━━━ BRANO ━━━

Anche se non è sempre carino dire troppe cose su chi potremo presto incontrare, qualche presentazione la possiamo fare fin da ora.
“Michela. – E col tuo ragazzo come va? – E’ come avere un figliolo, ma bene”.
“Samuele. Capisce di essere, per così dire, arrivato, un giorno in cui si scopre a scaldare il caffè in padella per sbattersi a lavare una tazza”.
“Vieri. Cerca su internet informazioni su un libro che ha nell’altra stanza”.
“Felicita. Felicita Colombo, sessantun anni. Donna robusta e piuttosto elegante che fonda la sua serenità su una costante, minuziosa falsificazione del proprio passato”.
“Cristina. Cristina, trentadue anni, ingegnera, precaria in uno studio di progettazione. Si indigna perché è un mondo in cui contano più le borse dei libri; soffre perché anche lei, alla fine dei conti, preferisce le borse”.
“Melampo. – Tu gli ‘ha voluto dare un nome così, ci credo che è venuto su finocchio! [Il coming out casalingo di Melampo assume da subito contorni grotteschi]”.
“Elia. Nato biblico da una madre infeconda fino ai cinquant’anni e cresciuto tra gli affetti, si esprime oggi per lo più a cinghiate”.

━━━ DATI FORNITI ━━━

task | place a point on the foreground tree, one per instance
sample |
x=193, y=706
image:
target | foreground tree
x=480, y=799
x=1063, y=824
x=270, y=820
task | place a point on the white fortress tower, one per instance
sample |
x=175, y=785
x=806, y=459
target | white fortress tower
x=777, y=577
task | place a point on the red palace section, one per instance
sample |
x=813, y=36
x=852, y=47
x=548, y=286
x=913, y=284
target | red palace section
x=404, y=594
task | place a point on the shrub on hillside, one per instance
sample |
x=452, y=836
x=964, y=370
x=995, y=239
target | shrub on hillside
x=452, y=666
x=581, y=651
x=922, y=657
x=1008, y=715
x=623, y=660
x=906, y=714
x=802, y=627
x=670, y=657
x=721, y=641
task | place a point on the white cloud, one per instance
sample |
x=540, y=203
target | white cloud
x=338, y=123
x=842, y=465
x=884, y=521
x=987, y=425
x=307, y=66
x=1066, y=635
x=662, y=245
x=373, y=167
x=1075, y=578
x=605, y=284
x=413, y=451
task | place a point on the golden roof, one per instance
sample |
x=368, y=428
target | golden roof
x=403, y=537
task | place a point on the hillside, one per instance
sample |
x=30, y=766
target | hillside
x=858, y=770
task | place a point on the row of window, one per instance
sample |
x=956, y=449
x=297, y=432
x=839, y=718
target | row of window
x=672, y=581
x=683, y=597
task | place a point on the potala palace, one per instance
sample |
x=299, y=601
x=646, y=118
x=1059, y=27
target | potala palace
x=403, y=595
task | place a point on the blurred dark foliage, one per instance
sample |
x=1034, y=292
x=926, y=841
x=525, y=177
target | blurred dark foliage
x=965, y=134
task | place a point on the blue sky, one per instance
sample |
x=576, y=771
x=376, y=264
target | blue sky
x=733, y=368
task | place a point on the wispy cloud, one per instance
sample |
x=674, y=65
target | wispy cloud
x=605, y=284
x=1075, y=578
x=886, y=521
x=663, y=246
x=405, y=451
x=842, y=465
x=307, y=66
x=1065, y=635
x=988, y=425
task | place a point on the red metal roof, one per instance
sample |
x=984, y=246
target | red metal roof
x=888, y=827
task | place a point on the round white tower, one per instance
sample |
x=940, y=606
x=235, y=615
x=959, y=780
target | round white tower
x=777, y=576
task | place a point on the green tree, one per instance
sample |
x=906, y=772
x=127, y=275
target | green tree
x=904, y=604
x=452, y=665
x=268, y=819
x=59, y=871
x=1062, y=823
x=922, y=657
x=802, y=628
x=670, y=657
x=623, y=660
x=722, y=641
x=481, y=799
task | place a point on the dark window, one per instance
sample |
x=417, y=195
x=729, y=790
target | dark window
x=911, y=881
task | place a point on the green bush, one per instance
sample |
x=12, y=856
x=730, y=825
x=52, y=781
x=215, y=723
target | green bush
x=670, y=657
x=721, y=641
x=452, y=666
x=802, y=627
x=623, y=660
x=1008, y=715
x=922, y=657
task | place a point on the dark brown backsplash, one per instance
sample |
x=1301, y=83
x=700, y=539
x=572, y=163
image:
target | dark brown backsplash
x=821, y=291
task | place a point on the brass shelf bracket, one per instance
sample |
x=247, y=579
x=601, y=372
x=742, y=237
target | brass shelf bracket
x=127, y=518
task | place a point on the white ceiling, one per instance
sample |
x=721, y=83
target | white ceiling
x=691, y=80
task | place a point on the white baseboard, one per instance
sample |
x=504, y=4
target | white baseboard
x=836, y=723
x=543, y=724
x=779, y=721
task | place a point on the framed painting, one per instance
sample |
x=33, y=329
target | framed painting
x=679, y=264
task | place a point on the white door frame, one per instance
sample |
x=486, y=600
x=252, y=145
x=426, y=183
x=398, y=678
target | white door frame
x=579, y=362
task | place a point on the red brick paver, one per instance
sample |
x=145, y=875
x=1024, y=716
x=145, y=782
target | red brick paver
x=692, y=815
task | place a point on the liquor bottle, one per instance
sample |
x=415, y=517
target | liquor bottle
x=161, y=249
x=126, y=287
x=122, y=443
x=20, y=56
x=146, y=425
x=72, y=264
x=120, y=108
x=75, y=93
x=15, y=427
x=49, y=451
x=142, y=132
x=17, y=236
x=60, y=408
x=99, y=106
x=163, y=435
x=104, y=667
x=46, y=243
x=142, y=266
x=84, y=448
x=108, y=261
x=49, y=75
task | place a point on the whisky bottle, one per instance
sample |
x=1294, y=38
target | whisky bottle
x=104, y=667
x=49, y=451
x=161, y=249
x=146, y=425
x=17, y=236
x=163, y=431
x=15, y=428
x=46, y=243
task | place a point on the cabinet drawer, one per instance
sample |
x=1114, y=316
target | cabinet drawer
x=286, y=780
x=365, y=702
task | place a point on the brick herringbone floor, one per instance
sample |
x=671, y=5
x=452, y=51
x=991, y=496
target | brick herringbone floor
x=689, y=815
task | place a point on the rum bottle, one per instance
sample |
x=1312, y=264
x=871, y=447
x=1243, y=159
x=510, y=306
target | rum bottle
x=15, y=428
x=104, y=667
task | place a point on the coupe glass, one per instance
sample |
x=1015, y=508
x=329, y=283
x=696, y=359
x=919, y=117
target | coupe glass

━━━

* COMPITO A:
Elenca i nomi di tutti i personaggi presentati nel brano sui personaggi.
* COMPITO B:
Indica se queste affermazioni concordano con il brano sui personaggi, rispondendo sì o no e citando le parole decisive: (i) Felicita ha sessantun anni; (ii) Cristina ha un posto fisso; (iii) Vieri cerca il libro in biblioteca.
* COMPITO C:
Prosegui il brano sui personaggi a partire dalla fine della presentazione di Elia.

* RISULTATO DEL COMPITO A:
Michela, Samuele, Vieri, Felicita, Cristina, Melampo, Elia

* RISULTATO DEL COMPITO B:
(i) Sì: "Felicita Colombo, sessantun anni."
(ii) No: "precaria in uno studio di progettazione"
(iii) No: "Cerca su internet informazioni su un libro che ha nell’altra stanza"

* RISULTATO DEL COMPITO C:
“Claudio. Un obiettivo: passare a un contratto a tempo indeterminato entro la fine dell’anno. Un timore: che suo fratello torni dalla Germania e chieda la sua parte di casa. Un sogno: la pena di morte su scala industriale”.
Frammenti e micronarrazioni tagliate per artisti falliti, assassini, genitori fuori testa, figli disgraziati, sociopatici di ogni risma che – possiamo giurarci – torneranno ancora a riempire le pagine di Vanni Santoni.
Edizione esaminata e brevi note
Vanni Santoni è nato a Montevarchi nel 1978. È scrittore e giornalista. Laureato in scienze politiche, comincia a scrivere nel 2004, sulle pagine della rivista Mostro; nel 2005 vince il concorso Fuoriclasse della casa editrice Vallecchi con il testo Vasilij e la morte. Ha pubblicato, tra gli altri, i romanzi Personaggi precari (2006), Gli interessi in comune (Feltrinelli 2008), Se fossi fuoco arderei Firenze (Laterza 2011), Terra ignota. Il risveglio (Mondadori 2013) e, da coordinatore, In territorio nemico (minimum fax 2013).
Vanni Santoni,“Personaggi precari”, Voland (collana Libri piccoli), Roma 2013, pag. 157
Luca Menichetti. Lankelot, novembre 2013.